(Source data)
· · ·

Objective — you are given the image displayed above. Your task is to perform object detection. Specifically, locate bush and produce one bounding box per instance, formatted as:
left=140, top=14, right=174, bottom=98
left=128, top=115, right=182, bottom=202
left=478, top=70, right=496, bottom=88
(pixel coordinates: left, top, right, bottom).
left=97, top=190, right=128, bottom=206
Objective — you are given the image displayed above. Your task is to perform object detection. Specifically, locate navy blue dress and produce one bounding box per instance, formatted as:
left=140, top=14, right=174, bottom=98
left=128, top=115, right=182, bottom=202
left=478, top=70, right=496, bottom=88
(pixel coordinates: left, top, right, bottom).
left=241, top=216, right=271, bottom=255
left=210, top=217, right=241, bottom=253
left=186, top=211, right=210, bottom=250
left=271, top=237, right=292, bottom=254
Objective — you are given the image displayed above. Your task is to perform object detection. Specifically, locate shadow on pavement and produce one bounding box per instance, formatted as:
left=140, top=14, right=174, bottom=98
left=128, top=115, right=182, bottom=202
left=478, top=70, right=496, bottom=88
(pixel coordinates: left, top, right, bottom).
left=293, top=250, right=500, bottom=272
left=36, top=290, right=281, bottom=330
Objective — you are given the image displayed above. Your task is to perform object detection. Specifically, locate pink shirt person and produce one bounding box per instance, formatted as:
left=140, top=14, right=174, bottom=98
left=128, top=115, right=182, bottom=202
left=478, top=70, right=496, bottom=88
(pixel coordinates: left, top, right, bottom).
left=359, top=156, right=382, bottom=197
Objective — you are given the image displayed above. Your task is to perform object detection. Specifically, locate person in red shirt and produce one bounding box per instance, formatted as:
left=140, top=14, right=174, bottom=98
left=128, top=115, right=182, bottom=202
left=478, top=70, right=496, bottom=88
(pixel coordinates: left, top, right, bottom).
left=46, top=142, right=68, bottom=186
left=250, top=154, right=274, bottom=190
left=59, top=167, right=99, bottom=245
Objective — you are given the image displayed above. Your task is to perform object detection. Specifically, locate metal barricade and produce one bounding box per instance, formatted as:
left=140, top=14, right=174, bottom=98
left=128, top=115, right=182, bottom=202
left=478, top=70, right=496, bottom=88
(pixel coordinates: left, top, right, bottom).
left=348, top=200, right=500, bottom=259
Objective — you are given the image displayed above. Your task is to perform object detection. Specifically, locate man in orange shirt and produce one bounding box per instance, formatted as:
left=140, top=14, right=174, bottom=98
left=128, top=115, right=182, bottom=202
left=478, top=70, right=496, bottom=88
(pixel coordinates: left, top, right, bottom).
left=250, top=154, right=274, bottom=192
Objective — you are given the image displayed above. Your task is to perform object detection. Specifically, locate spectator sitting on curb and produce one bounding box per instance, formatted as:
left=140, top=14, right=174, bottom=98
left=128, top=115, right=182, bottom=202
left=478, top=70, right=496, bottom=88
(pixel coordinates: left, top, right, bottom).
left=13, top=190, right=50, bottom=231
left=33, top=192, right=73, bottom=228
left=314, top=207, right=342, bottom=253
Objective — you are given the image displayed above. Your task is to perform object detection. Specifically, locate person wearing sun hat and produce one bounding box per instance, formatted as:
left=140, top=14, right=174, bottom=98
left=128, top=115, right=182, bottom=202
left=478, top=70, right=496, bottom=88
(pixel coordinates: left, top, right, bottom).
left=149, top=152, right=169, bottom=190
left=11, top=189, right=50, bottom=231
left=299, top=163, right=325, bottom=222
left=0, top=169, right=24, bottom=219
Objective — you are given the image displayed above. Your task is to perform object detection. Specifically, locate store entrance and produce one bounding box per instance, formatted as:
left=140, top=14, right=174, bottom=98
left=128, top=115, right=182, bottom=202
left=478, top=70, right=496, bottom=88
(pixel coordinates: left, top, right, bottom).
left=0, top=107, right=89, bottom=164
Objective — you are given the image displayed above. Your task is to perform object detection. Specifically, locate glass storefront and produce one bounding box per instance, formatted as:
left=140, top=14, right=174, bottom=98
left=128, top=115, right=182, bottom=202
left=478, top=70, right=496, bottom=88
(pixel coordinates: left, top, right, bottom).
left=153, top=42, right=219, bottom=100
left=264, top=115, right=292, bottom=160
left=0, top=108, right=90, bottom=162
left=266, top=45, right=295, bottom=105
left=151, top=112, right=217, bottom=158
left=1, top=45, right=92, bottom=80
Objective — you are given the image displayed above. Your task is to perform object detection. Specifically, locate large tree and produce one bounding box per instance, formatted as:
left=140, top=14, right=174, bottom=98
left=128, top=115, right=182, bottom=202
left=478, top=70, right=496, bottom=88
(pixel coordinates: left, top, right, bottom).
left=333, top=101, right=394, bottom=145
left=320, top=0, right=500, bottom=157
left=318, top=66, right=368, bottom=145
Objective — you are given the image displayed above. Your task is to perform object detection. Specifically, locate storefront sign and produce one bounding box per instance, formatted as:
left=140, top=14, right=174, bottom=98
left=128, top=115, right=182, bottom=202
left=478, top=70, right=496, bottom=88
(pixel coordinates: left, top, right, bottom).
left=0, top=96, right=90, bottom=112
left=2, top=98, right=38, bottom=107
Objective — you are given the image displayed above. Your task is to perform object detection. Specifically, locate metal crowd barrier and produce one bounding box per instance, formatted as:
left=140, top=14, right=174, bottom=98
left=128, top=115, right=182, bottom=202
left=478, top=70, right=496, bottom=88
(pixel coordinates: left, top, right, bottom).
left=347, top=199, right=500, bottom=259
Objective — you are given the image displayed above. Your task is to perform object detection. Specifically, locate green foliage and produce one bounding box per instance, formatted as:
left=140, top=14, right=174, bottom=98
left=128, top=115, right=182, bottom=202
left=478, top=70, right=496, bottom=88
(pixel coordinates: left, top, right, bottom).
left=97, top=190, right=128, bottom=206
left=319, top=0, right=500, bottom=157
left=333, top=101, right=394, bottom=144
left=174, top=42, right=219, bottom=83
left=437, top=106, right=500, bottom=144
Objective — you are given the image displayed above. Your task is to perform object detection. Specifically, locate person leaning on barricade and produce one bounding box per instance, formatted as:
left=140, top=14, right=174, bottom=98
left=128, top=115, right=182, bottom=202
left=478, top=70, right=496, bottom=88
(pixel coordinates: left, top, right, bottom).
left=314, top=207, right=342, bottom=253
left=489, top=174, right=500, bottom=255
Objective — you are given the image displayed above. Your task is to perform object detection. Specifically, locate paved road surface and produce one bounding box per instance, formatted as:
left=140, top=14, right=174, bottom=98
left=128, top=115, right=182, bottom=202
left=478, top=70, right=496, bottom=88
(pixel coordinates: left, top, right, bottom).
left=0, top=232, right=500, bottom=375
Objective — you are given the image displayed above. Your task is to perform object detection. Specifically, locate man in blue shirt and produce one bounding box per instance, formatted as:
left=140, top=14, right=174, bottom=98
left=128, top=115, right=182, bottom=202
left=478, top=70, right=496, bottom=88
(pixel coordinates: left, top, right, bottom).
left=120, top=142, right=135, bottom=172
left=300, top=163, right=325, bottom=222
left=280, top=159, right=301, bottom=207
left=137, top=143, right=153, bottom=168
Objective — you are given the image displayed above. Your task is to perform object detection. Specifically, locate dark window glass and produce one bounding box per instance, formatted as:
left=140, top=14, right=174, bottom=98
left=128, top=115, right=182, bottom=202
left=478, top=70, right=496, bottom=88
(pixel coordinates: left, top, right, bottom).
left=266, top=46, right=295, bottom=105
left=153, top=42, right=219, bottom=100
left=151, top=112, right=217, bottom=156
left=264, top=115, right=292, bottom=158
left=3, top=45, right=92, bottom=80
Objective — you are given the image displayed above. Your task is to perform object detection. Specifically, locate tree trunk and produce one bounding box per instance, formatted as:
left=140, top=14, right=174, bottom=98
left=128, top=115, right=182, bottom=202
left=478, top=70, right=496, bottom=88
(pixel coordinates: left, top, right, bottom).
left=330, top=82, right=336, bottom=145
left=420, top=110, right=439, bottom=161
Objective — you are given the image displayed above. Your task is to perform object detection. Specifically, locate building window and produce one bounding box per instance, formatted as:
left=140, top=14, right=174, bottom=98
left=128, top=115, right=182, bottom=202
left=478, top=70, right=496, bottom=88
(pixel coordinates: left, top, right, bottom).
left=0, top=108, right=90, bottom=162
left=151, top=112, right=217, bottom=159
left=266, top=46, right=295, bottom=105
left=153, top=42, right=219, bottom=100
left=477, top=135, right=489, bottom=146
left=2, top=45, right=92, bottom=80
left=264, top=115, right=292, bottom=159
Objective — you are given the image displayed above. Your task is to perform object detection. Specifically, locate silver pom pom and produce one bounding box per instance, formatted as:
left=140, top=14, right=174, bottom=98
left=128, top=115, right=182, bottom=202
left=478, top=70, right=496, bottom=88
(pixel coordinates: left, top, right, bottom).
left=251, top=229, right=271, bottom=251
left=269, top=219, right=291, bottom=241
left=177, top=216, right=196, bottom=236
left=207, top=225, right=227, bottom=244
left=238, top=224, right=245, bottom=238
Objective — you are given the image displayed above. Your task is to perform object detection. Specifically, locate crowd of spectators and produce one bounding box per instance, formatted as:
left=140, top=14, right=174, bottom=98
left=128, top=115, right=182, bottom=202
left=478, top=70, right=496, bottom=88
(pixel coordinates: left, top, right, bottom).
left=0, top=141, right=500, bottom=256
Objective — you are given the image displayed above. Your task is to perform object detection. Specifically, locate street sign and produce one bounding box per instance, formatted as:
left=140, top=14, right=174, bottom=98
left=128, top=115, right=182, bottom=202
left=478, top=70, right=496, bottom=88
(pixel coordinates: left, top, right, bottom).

· · ·

**What to work on**
Rewrite the rows from the line that contains "Specifically, locate street" through the last row, switching "street sign" to "traffic light" and leaving everything else as it is.

**Output below**
Objective — you are given the image displayed above. Your task is to perform object detection. Specifically, locate traffic light and produce one bounding box per instance, formatted as:
left=140, top=14, right=174, bottom=98
left=128, top=115, right=182, bottom=202
left=478, top=70, right=496, bottom=88
(pixel coordinates: left, top, right, bottom).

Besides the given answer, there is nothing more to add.